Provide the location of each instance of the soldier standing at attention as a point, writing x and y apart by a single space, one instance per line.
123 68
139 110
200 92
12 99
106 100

Directions for this task: Retype each line of the listing exactly as it was given above.

Expected answer:
Provide the location of each instance of the soldier standing at attention as a point, writing x and y apart by a single space, one instance per line.
123 68
139 110
200 92
12 99
106 100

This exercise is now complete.